Giurisprudenza - CORTE DI CASSAZIONE - Sentenza 02 settembre 2015, n. 17430

Lavoro - Poste italiane - Contratto a termine - Illegittimità - Esigenze eccezionali - Accertamento

 

Svolgimento del processo

 

1. La Corte d’Appello di L’Aquila con la sentenza n. 1109/08, pronunciando sull’impugnazione proposta da Poste italiane spa nei confronti di I.A., in ordine alla sentenza del Tribunale di Pescara n. 743 del 2006, accoglieva in parte l’appello e autorizzava la società Poste italiane a detrarre dalla somma dovuta alla controparte l'aliunde perceptum. Confermava nel resto la sentenza del Tribunale.

2. Quest’ultimo aveva ritenuto l’illegittimità dell’apposizione del termine al contratto stipulato tra le parti ai sensi art. 8 CCNL 26 novembre 1994, dal 19 ottobre 1998 al 31 gennaio 1999, come integrato dall’accordo 25 settembre 1997 "per esigenze eccezionali conseguenti alla fase di ristrutturazione degli assetti occupazionali in corso e in ragione della graduale introduzione di nuovi processi produttivi ed in attesa dell’attuazione del progressivo e completo equilibrio sul territorio delle risorse umane", tra l’altro per il mancato rispetto delle quote percentuali, atteso che non era intervenuta risoluzione consensuale del contratto.

3. Per la cassazione della sentenza resa in grado di appello ricorre Poste italiane spa prospettando tre motivi di ricorso, assistiti da memoria depositata in prossimità dell’udienza pubblica.
++++++++++
__Richiesta scritta 1__
Secondo l'estratto della sentenza, quale motivo, tra gli altri, ha portato il Tribunale di Pescara a ritenere illegittima l'apposizione del termine al contratto?

(Record da una raccolta)
++++++++++
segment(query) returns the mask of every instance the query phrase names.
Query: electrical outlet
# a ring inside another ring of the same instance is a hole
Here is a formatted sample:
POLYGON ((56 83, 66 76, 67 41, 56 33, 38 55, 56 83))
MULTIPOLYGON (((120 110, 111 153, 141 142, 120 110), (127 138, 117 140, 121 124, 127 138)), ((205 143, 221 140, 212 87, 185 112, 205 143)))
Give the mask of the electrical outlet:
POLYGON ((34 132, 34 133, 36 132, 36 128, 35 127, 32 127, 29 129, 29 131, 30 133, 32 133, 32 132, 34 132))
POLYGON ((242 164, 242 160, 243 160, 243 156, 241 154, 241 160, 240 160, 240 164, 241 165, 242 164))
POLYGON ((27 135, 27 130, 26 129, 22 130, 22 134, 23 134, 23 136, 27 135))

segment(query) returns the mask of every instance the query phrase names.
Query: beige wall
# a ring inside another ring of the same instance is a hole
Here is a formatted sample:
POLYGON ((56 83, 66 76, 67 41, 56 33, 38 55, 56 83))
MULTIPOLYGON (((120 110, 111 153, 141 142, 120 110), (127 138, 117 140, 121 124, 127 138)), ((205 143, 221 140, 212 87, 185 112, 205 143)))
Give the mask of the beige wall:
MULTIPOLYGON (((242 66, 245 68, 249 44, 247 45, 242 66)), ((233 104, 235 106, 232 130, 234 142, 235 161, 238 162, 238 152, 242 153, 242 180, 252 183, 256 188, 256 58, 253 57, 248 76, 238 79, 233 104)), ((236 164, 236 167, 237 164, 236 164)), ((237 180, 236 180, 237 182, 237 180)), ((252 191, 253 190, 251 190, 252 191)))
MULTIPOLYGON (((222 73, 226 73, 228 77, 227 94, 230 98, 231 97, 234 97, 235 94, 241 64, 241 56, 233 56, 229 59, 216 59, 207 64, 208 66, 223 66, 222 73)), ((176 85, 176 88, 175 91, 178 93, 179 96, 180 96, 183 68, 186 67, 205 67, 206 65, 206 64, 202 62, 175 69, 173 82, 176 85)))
++++++++++
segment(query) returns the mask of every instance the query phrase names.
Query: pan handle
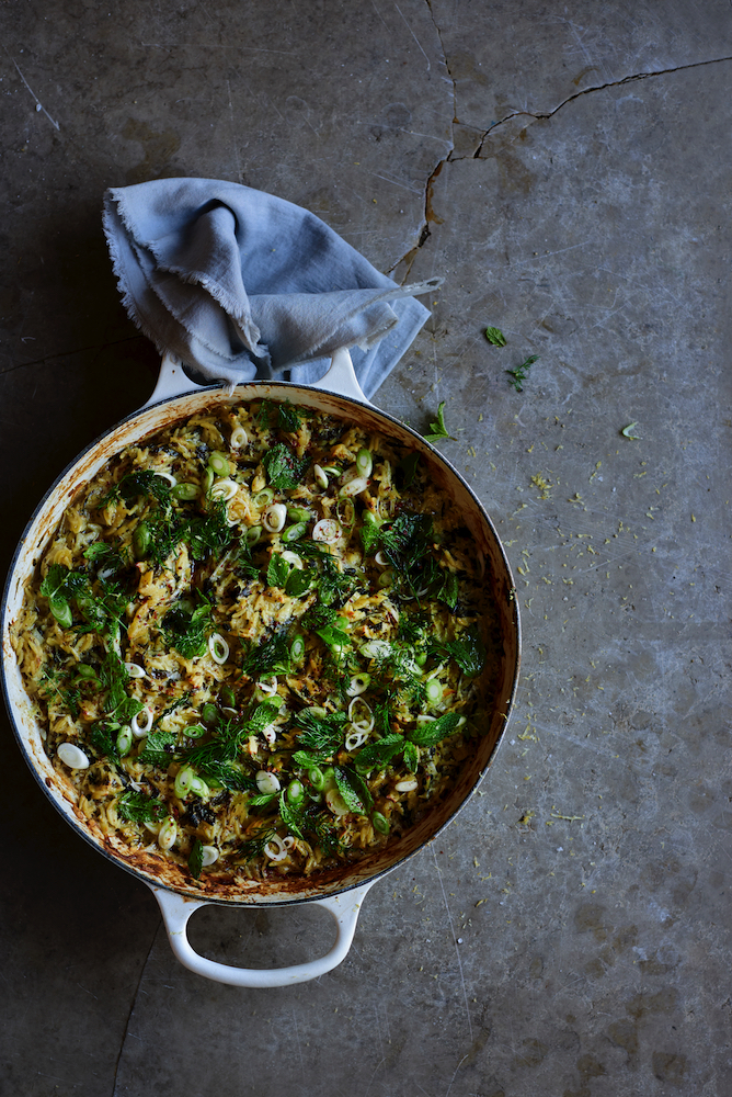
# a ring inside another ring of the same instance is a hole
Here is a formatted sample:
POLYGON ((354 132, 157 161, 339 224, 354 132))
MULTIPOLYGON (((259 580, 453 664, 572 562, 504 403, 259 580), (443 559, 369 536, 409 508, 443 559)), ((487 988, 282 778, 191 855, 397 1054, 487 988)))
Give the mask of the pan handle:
++++++++++
__Richiesta scritta 2__
Elenca tutte le righe dell'elenco che contengono la stringa "electrical", riportandole integralmente.

__Risposta finale 1__
Il Tribunale di Pescara ha ritenuto illegittima l'apposizione del termine, tra l'altro, per il mancato rispetto delle quote percentuali. Il termine era stato apposto al contratto stipulato tra le parti ai sensi dell'art. 8 del CCNL 26 novembre 1994, come integrato dall'accordo 25 settembre 1997.

__Risposta finale 2__
Query: electrical outlet
Give the mask of the electrical outlet:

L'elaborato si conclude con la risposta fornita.